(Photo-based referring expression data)

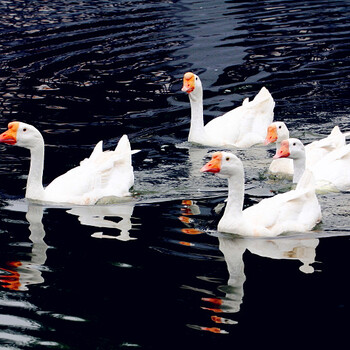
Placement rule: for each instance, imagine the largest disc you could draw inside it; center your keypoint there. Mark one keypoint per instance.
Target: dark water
(166, 278)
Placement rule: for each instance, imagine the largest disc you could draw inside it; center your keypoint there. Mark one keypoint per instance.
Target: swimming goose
(242, 127)
(314, 151)
(331, 172)
(103, 174)
(297, 210)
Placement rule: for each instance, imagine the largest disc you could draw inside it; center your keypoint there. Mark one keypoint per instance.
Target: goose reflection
(96, 216)
(17, 275)
(297, 248)
(233, 250)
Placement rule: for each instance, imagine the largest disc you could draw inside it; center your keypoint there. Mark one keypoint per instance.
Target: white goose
(103, 174)
(242, 127)
(332, 172)
(297, 210)
(314, 151)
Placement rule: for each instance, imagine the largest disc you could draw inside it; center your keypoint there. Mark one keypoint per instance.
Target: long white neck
(235, 198)
(197, 123)
(35, 189)
(299, 168)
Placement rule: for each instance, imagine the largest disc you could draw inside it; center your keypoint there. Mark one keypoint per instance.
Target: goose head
(192, 85)
(276, 131)
(290, 148)
(224, 165)
(22, 135)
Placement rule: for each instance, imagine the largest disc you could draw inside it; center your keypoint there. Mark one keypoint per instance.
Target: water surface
(152, 272)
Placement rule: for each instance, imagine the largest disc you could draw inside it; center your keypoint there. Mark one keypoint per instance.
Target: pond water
(152, 271)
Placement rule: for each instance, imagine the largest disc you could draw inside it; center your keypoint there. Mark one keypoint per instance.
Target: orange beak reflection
(188, 82)
(283, 152)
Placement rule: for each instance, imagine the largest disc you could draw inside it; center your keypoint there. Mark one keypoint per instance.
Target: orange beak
(271, 135)
(283, 152)
(214, 165)
(10, 136)
(188, 82)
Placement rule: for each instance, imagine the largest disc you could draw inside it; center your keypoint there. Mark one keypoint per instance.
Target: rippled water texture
(152, 272)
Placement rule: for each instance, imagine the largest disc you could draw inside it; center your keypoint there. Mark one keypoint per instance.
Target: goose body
(314, 151)
(331, 172)
(242, 127)
(297, 210)
(103, 174)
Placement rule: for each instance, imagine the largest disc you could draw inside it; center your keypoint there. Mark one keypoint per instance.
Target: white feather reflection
(96, 216)
(233, 249)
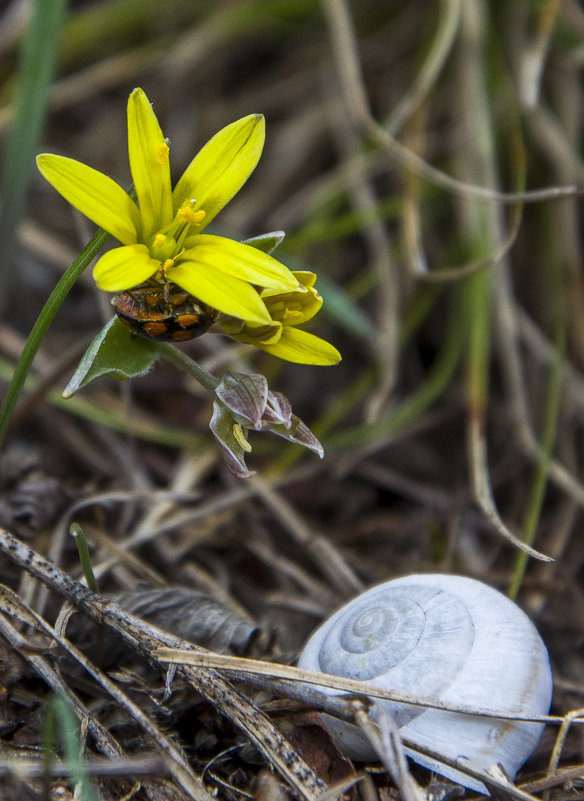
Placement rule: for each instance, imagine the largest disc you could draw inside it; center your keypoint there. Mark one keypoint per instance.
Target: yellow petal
(292, 308)
(301, 347)
(122, 268)
(221, 291)
(149, 164)
(94, 194)
(221, 168)
(241, 261)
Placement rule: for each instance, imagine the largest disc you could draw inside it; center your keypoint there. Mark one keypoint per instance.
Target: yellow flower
(280, 337)
(161, 234)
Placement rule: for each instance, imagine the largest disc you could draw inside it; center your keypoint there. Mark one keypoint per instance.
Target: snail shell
(447, 638)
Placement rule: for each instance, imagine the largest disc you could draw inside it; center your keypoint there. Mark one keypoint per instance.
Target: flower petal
(222, 166)
(221, 291)
(301, 347)
(94, 194)
(241, 261)
(122, 268)
(149, 164)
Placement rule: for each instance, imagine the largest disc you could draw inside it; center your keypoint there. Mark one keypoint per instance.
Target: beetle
(163, 311)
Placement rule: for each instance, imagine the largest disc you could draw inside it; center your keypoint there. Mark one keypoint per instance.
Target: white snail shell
(447, 638)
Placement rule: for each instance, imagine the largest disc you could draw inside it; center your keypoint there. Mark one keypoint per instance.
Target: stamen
(291, 314)
(162, 154)
(240, 437)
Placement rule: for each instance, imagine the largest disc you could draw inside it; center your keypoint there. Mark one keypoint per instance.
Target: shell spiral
(447, 638)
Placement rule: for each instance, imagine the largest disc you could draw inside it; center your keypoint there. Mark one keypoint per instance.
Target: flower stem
(190, 367)
(43, 321)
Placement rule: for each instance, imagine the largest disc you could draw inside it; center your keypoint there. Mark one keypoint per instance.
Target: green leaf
(115, 351)
(266, 242)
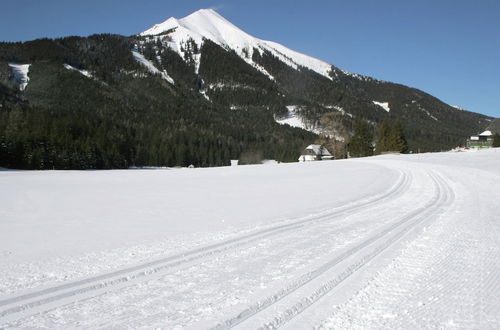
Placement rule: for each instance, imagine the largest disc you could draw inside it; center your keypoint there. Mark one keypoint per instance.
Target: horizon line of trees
(390, 137)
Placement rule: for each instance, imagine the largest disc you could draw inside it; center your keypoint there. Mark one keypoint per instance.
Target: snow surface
(486, 133)
(393, 241)
(20, 72)
(294, 119)
(208, 24)
(84, 72)
(150, 66)
(383, 105)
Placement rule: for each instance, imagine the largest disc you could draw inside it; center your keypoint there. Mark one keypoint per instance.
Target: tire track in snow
(79, 290)
(411, 220)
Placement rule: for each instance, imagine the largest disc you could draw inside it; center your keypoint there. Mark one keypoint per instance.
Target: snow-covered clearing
(395, 241)
(383, 105)
(83, 72)
(20, 72)
(294, 119)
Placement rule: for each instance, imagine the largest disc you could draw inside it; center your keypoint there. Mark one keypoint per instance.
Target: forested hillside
(110, 101)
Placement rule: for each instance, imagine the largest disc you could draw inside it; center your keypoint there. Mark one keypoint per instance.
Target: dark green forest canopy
(125, 116)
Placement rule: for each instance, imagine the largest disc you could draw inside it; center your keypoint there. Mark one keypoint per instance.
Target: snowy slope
(295, 120)
(151, 67)
(206, 23)
(20, 72)
(83, 72)
(387, 242)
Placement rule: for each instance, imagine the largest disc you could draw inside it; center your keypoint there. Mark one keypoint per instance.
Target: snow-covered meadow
(395, 241)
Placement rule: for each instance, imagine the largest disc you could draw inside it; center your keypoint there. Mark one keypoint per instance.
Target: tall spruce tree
(496, 141)
(383, 136)
(397, 140)
(361, 142)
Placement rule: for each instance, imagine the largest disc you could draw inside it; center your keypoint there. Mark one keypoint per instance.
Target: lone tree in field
(496, 141)
(391, 138)
(361, 142)
(383, 136)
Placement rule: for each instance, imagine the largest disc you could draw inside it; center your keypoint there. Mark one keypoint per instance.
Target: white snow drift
(383, 105)
(395, 241)
(151, 67)
(208, 24)
(83, 72)
(20, 72)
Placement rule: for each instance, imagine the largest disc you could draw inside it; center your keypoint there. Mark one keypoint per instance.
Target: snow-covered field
(395, 241)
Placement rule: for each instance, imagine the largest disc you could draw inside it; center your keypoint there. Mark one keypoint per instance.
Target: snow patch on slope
(208, 24)
(383, 105)
(20, 72)
(84, 72)
(150, 66)
(294, 119)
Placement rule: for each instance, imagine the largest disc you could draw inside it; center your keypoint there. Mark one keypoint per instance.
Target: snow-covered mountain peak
(208, 24)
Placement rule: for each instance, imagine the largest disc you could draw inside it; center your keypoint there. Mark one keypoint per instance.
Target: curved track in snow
(95, 285)
(373, 245)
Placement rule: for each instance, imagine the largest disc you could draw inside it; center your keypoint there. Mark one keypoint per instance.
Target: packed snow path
(411, 242)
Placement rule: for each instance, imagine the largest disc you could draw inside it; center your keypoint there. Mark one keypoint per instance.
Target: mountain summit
(196, 90)
(208, 24)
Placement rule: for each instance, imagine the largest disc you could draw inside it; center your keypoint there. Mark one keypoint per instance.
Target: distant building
(315, 152)
(485, 139)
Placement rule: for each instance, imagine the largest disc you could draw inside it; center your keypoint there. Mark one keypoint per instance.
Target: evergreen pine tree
(397, 140)
(361, 142)
(496, 141)
(383, 136)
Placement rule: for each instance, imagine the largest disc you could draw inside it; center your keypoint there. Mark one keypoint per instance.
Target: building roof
(486, 133)
(494, 126)
(319, 150)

### PROBLEM
Every entry above needs to be printed again exactly, with its pictures left out.

### WRITTEN REPLY
Placement rule: for each instance, imagine the largest disc you could draw inside it; center your keypoint there. Mark one keypoint per instance.
Target: dark water
(166, 278)
Placement rule: for each instance, imagine the largest disc you could draw inside it; center your keypoint there. Mark one keypoint per instance.
Target: swimming goose
(242, 127)
(314, 151)
(331, 172)
(103, 174)
(297, 210)
Placement rule: for each instance, imagine the largest disc you could draw inside it; center your keypoint there. Mark one keypoint per instance.
Target: goose reflection
(96, 216)
(17, 275)
(297, 248)
(233, 250)
Placement rule: for each instance, imagine the largest disc you could draw inside it; center your keypoint there. Mark one keypoint per instance.
Target: white goose
(103, 174)
(242, 127)
(332, 172)
(297, 210)
(314, 151)
Placement rule: for each instance, imagine the largest disc you could draw inside it; center your keypoint there. Mark one keypoint per instance.
Target: long white neck
(235, 198)
(197, 123)
(35, 189)
(299, 168)
Placement rule: for each instance, imagine the largest disc you could draw inside it; center your keypoint there. Mark one keypoint per instance.
Target: goose head
(192, 85)
(276, 131)
(290, 148)
(224, 165)
(22, 135)
Placement rule: for each instance, imagine the largest disc you could draw inside it; center your keypoint there. Mark one keypoint per instance.
Target: water surface
(152, 272)
Placement rule: for each instance, imagine the largest disc you could draw inside it; center your keypoint there. Mark one keypoint per instance.
Target: pond water
(152, 271)
Placement rule: for each instance, imagine the largest disc you could draw inside it; center your keypoint there. Mark one keypoint per instance.
Target: orange beak reflection
(188, 82)
(283, 152)
Placement rule: for each instance, imagine the largest disc you could draw inside it; center your keypoint there. Mark one keypoint per instance.
Target: orange beak
(271, 135)
(283, 152)
(214, 165)
(10, 136)
(188, 82)
Placement rule: for each instance, imagine the largest disc you could draw inside it; center your keypoint there. Mark one keypoint per instance.
Target: rippled water texture
(152, 272)
Placement rule: for each instance, imagine the largest disc you could draw inside it; center your keypoint there. Mark one keypoint per instance.
Target: goose body
(314, 151)
(331, 172)
(242, 127)
(297, 210)
(103, 174)
Placement rule: for each instance, imagine the largest disc you could draw inside it; center your keypoint there. Mark one keypoint per instance.
Target: white feather reflection
(96, 216)
(233, 249)
Placement rule: for each instance, imagine the largest disc you could draw inside it; center your keypoint there. Mark one keypoint per instance.
Target: yellow petal
(292, 308)
(301, 347)
(122, 268)
(221, 291)
(149, 164)
(94, 194)
(221, 168)
(241, 261)
Placement rule: for each instance, imagine the largest disc you could draw inside it; center your keypoint there. Mark one keypoint per instance.
Target: yellow flower
(280, 337)
(161, 234)
Placement rule: for each instance, imagine the largest disc you could draw inside it; center your keypoint there. Mark one keypoint per instance.
Target: snail shell
(447, 638)
Placement rule: for each instance, imagine the largest disc you could draw inside it; center your keypoint there. Mark one keypoint per instance.
Target: flower petal
(222, 166)
(221, 291)
(301, 347)
(94, 194)
(241, 261)
(122, 268)
(149, 164)
Placement rule: for each instance, imagine the largest disc you could draw inside it; center your keypoint there. Mark one keypoint per instance.
Target: beetle
(163, 311)
Placement rule: for each instance, imagine the largest disc you could draw inside it; center your keypoint there. Mark one keypoint per instance.
Target: white snail shell
(447, 638)
Placement rule: for each instance, imagine the largest disc you could draw inside it; center your keypoint there. Mark one keypoint per instance.
Target: stamen
(291, 314)
(162, 154)
(240, 437)
Placement rule: for each instance, imagine the largest disc you could draw inside it; center your keypoint there. Mark one keypoint per instance.
Target: shell spiral
(447, 638)
Placement rule: for each instance, imagine the largest disc you could draw inside it; center your keypoint there. Mark one keypoint per instance.
Target: flower stem
(190, 367)
(43, 321)
Placement rule: for each instance, imagine the largest disc you could draw inside it; center your keypoint there. Mark one keypoint per instance.
Target: green leaf
(115, 351)
(266, 242)
Placement rule: for each instance, imagine the largest disc you could draw inside it; center your keypoint there. Mark one keypoint per instance.
Target: horizon line of trees
(390, 137)
Placement rule: for each instance, imagine the largest disc you could draw inside it; center your keypoint there. Mark one keypoint per instance.
Target: snow surface
(486, 133)
(393, 241)
(20, 72)
(294, 119)
(208, 24)
(84, 72)
(150, 66)
(383, 105)
Placement rule: for each instance, imagine the largest disc you could draw inside it; center your keypoint there. Mark one keypoint per instance.
Target: tire track in snow
(79, 290)
(411, 220)
Placement rule: for each instance, imagine the largest disc you could draw inside it; center your keypoint there. Mark one keypoint per instance.
Target: snow-covered clearing
(395, 241)
(383, 105)
(83, 72)
(20, 72)
(294, 119)
Placement rule: for each instance, imagine the largest disc you could draw inside it; center your keypoint there. Mark one keypoint per instance.
Target: forested hillside
(110, 101)
Placement rule: for each instance, imagine the largest disc you could draw inside it; center your keypoint there. Mark one keypoint per instance.
Target: dark green forest canopy
(125, 116)
Placement rule: for each instance, imagine the largest disc you could draw inside it; center your keypoint there. Mark one keypoint per instance.
Target: snowy slope
(295, 120)
(151, 67)
(206, 23)
(20, 72)
(83, 72)
(387, 242)
Placement rule: for each instance, imagine the largest disc you could draw inside it; center your keypoint there. Mark one keypoint per instance.
Target: snow-covered meadow
(395, 241)
Placement rule: for each instance, imagine the largest disc you could draw inside it; center your keypoint there. Mark one keypoint per instance.
Target: tall spruce tree
(496, 141)
(383, 136)
(397, 140)
(361, 142)
Placement rule: for each instance, imagine the largest disc you could draw inside it; center your keypoint there. Mark one keypoint per instance.
Target: lone tree in field
(496, 141)
(391, 138)
(361, 142)
(383, 136)
Placement rule: for each instance, imagine the largest disc you could draw inside it; center your keypoint there. Mark one keypoint per instance.
Target: white snow drift
(383, 105)
(395, 241)
(151, 67)
(208, 24)
(83, 72)
(20, 72)
Placement rule: for each instance, imagine the largest disc you could draw inside it; center your keypoint there. Mark one keypoint per instance.
Target: snow-covered field
(395, 241)
Placement rule: for each instance, imagine the largest disc you could draw inside it; center your keypoint there. Mark one keypoint per instance.
Target: snow patch on slope
(208, 24)
(383, 105)
(20, 72)
(84, 72)
(150, 66)
(294, 119)
Placement rule: for each instance, imagine the largest disc you could draw inside it; center your keypoint there. Mark one keypoint per instance.
Target: snow-covered mountain peak
(208, 24)
Placement rule: for each instance, imagine the largest disc you could draw inside it; center your keypoint there. Mark one keypoint per instance.
Target: curved track in snow
(95, 285)
(373, 245)
Placement rule: for each instance, imagine the largest disc you could draw inside it; center your keypoint there. Mark one keypoint per instance.
Target: packed snow path
(411, 242)
Placement rule: for each instance, imagine the largest disc you could draw inside it; center your keypoint there. Mark one keypoint per instance.
Target: mountain summit
(196, 90)
(208, 24)
Placement rule: for each instance, imagine the largest disc you could draw inside it; center your keypoint there. Mark one keypoint per instance.
Target: distant building
(315, 152)
(485, 139)
Placement rule: for each instance, imagine the largest disc you could draw inside it; center your keypoint there. Mark one keypoint per instance.
Target: evergreen pine tree
(397, 140)
(361, 142)
(496, 141)
(383, 136)
Placement rule: for each instance, imagine the largest disc you could draw inside it; center your keypoint there. Mark one keypoint per instance.
Target: building roof
(486, 133)
(494, 126)
(319, 150)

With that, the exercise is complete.